▸ **TRAVAIL ATTENDU**: Mettez à jour l'extrait sur la mendicité à Bamako en reproduisant le passage allant de « Si vous êtes » jusqu'à « que société humaine. » inclus, avec « mobylettes » remplacé par « motos ».

▸ **EXTRAIT FOURNI**:
Si vous êtes visiteur à Bamako il y a deux spectacles qui vous frappent: la nuée de mobylettes Jakarta sur les routes et la flopée de mendiants. Je m’intéresse ici aux mendiants et à la mendicité qui, à mon avis est une vilaine cicatrice sur la face de notre société, et pire, une plaie dans notre âme en tant que société humaine.
On nous raconte que dans l’empire peul du Macina, les familles envoyaient leurs enfants- les garçons- étudier à Hamdallaye, la capitale aujourd’hui disparue sauf quelques ruines visibles sur la route nationale qui mène à Mopti. Les jeunes garçons venaient apprendre le Coran, la Sunna et bien d’autres et comme les Maîtres coraniques ne pouvaient les nourrir tous, ils allaient de porte en porte pendant les moments de repas demander à manger. Ils ne cherchaient pas à emmagasiner ; ils mangeaient ce qu’on leur offrait et une fois rassasiés, ils retournaient à l’école coranique. Il s’agissait là d’une pratique de survie alimentaire mais aussi soutenue par un geste de solidarité collective qui encourageait davantage de familles à envoyer leurs enfants à Hamdallaye. Ma connaissance de l’histoire est très limitée mais je pense qu’à cette période les Maîtres coraniques n’utilisaient pas les élèves pour amasser de la richesse. Le Maître coranique faisait œuvre utile, au nom d’Allah.

▸ **LIGNES BRUTES**:
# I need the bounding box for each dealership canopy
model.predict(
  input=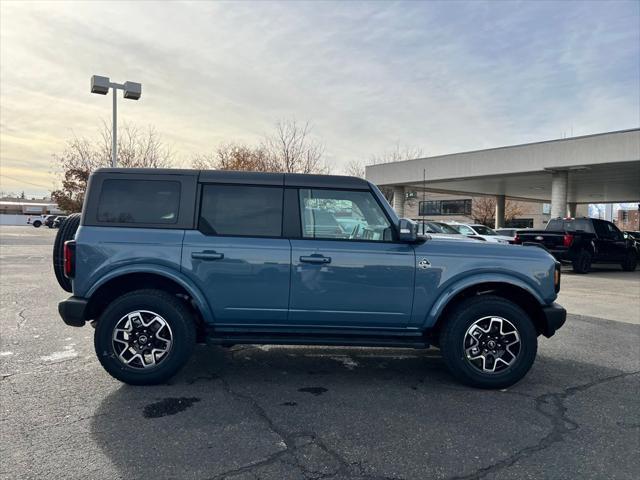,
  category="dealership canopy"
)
[366,129,640,223]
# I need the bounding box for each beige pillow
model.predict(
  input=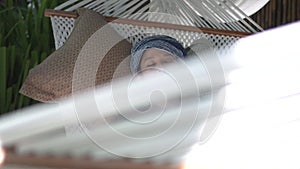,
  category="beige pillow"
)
[20,9,131,102]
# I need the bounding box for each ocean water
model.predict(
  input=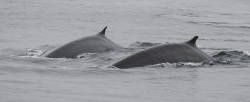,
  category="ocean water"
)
[0,0,250,102]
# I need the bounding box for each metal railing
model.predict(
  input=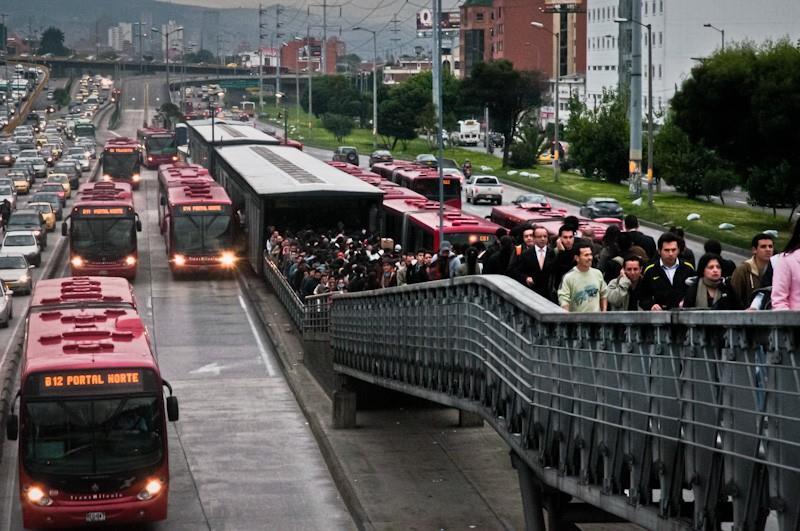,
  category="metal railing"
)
[264,256,332,339]
[330,276,800,530]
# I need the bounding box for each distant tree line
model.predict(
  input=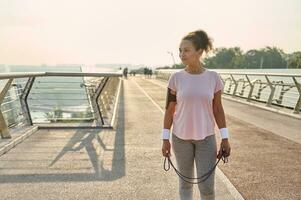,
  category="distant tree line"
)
[157,47,301,69]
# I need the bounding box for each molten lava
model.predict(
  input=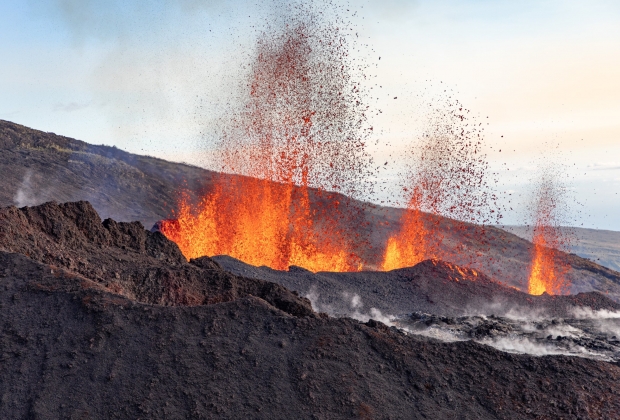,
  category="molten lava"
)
[160,6,369,271]
[527,171,570,295]
[381,101,499,270]
[381,188,429,271]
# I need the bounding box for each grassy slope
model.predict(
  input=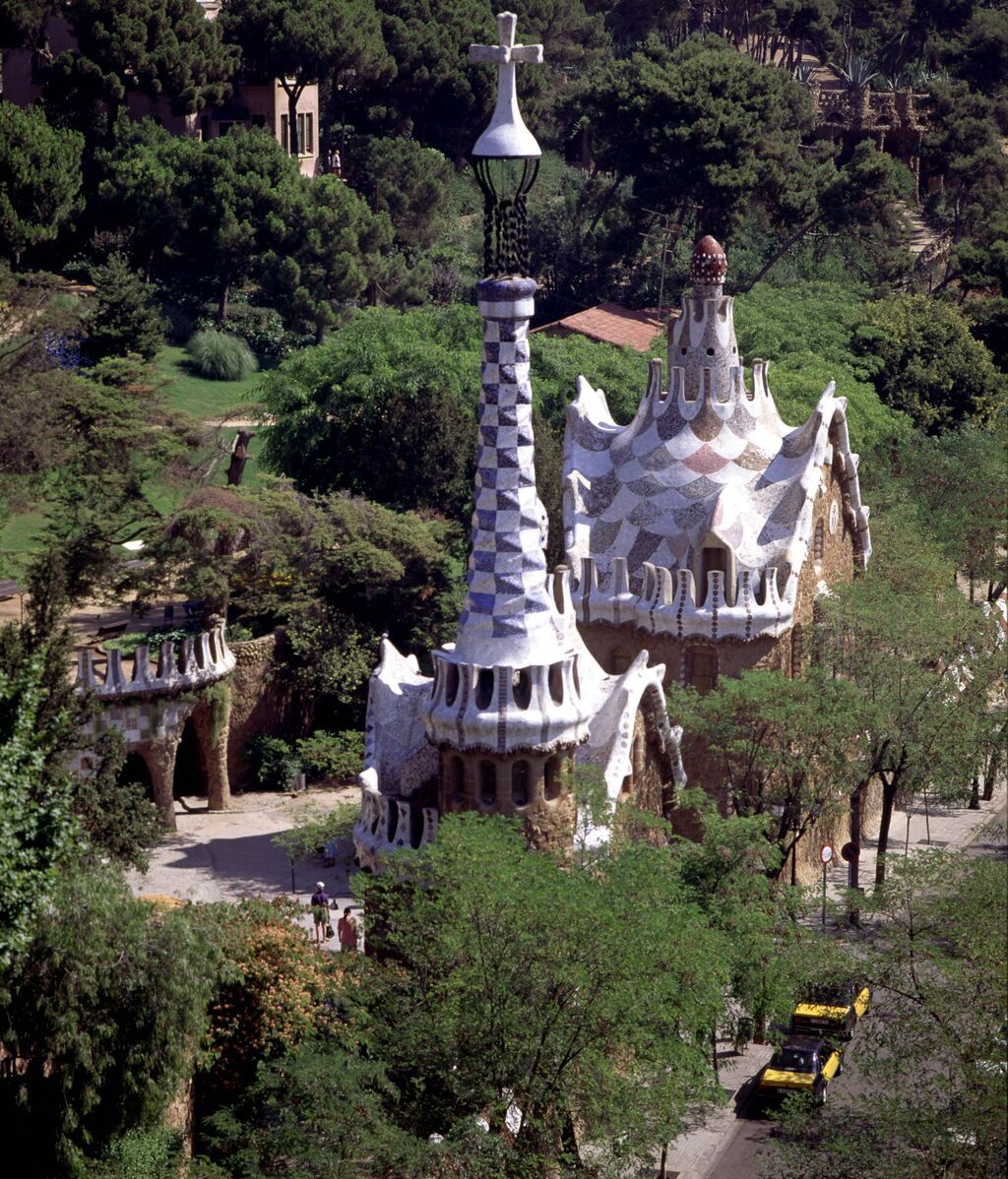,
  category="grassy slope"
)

▸ **RÉPONSE RÉDIGÉE**:
Si vous êtes visiteur à Bamako il y a deux spectacles qui vous frappent: la nuée de motos Jakarta sur les routes et la flopée de mendiants. Je m’intéresse ici aux mendiants et à la mendicité qui, à mon avis est une vilaine cicatrice sur la face de notre société, et pire, une plaie dans notre âme en tant que société humaine.